■ Task to carry out ■
Retype, without alteration, each line from the line containing "Drop one marker on each instance of the soap" to the final line of the records.

■ Records provided ■
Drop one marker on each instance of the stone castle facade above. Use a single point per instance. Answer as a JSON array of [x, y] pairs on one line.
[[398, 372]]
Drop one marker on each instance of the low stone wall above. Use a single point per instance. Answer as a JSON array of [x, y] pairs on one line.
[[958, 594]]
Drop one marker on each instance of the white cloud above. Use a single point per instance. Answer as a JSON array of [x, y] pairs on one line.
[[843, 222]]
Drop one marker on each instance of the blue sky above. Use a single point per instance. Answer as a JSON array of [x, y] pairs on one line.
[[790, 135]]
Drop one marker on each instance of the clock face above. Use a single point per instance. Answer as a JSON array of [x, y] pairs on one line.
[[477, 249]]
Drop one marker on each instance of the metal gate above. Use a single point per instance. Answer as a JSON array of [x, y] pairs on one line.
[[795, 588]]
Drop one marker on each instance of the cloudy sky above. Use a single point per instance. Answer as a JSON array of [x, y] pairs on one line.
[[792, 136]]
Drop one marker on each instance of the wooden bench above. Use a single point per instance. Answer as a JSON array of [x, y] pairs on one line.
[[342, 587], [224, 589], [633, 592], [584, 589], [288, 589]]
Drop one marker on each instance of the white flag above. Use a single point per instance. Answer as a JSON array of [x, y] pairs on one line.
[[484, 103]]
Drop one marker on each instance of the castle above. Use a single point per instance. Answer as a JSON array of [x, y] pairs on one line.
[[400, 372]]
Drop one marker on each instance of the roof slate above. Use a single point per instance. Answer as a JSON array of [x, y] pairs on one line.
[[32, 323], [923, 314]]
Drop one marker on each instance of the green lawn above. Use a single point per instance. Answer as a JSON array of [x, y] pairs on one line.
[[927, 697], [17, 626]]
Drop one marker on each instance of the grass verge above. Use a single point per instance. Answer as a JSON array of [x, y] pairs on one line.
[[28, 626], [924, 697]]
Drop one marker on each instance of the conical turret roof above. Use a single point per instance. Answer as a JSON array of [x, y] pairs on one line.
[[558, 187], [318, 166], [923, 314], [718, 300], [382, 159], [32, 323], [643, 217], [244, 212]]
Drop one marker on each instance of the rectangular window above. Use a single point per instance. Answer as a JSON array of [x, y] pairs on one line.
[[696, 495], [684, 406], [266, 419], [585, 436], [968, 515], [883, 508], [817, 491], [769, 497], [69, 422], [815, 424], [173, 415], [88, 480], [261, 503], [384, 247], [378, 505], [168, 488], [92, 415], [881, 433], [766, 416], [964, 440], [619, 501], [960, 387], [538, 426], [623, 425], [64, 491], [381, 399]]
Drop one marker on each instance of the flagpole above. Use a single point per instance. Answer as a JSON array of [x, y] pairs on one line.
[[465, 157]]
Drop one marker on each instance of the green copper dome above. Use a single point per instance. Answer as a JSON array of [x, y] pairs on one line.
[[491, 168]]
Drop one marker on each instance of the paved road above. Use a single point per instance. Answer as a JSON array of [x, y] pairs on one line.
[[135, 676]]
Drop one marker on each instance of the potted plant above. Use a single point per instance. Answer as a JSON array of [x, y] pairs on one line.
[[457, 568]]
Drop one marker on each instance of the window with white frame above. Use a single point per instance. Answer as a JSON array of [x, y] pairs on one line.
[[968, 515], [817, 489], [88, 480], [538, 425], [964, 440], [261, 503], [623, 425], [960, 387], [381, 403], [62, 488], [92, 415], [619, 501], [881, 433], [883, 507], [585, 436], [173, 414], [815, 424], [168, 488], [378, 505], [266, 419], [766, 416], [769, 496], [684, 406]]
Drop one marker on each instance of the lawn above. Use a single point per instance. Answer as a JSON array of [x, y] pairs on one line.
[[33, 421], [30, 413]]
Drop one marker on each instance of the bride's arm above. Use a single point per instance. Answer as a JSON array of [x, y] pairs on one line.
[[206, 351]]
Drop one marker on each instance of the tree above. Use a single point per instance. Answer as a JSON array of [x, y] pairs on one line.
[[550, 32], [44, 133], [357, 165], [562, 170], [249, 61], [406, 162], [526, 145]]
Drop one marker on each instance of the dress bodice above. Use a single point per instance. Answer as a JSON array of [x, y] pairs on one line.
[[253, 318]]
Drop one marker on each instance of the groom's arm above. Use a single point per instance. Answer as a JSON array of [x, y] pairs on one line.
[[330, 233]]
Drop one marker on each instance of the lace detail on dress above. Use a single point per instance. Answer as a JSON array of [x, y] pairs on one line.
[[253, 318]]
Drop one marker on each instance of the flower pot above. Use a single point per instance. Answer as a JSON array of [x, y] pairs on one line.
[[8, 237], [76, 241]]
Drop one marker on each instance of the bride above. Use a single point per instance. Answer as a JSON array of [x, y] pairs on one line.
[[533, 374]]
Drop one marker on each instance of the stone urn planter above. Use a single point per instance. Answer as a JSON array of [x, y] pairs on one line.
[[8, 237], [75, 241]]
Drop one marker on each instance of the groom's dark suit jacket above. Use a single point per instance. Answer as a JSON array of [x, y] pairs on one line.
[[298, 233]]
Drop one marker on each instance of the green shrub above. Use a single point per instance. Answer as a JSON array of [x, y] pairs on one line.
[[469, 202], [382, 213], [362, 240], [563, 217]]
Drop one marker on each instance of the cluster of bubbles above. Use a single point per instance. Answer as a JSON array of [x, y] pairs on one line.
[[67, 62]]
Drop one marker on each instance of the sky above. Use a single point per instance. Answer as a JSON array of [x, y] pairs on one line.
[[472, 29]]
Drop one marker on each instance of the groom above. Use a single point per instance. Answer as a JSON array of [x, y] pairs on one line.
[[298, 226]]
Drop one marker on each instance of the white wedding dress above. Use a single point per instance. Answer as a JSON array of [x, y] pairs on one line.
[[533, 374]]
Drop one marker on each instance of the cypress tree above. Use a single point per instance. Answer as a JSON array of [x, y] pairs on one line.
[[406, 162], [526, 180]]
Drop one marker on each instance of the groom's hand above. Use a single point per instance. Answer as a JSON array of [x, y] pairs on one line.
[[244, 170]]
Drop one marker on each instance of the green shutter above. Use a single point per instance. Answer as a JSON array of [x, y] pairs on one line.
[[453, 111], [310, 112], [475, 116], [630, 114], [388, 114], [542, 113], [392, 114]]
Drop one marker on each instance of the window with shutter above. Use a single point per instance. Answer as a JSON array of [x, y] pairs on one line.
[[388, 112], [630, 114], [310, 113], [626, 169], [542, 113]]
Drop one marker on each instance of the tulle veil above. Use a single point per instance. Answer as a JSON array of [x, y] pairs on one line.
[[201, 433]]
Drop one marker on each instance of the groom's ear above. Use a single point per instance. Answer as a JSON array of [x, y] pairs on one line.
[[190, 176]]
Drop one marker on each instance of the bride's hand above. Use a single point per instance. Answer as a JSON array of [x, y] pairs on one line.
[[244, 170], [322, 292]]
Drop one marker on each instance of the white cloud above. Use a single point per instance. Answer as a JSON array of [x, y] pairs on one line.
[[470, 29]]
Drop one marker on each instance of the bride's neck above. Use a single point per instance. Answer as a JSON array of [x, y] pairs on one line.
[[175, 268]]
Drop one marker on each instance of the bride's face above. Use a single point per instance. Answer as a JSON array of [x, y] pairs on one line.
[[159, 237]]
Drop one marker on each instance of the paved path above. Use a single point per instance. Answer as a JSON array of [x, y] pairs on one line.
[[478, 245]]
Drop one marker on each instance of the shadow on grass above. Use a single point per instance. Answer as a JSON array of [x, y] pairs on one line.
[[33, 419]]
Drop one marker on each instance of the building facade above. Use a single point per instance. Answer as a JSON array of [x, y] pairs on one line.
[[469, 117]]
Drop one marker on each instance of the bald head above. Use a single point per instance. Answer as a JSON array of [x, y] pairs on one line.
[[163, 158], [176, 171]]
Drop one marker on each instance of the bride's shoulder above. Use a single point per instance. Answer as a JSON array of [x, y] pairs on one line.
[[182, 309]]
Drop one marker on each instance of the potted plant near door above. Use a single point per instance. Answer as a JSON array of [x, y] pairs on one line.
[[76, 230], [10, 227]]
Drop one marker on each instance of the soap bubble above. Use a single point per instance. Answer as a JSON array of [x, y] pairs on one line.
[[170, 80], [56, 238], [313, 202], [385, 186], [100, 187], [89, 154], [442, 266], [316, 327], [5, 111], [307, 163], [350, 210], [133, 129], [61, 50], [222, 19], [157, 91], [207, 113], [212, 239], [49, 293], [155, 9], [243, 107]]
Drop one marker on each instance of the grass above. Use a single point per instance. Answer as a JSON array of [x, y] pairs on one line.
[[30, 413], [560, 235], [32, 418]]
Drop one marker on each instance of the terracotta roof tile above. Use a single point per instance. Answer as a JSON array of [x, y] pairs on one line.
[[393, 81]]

■ Solved exercise ■
Drop one marker on each instance of the soap bubble above. Use a single point per instance. Answer as a JSON array of [x, y] pairs on one line.
[[170, 80], [56, 238], [313, 202], [385, 186], [100, 187], [89, 154], [442, 266], [316, 327], [5, 111], [307, 163], [350, 210], [133, 129], [61, 50], [222, 19], [157, 91], [207, 113], [212, 239], [49, 293], [155, 9], [243, 107]]
Drop one marker on each instance of the grass above. Use a single point per instance. Answer as a JSON array of [x, y] pairs on one line.
[[30, 413], [560, 235], [32, 418]]
Drop one marker on each instance of the terracotta roof tile above. Use a single point per instance. Answer as a JSON array of [x, y] pairs on one line.
[[393, 81]]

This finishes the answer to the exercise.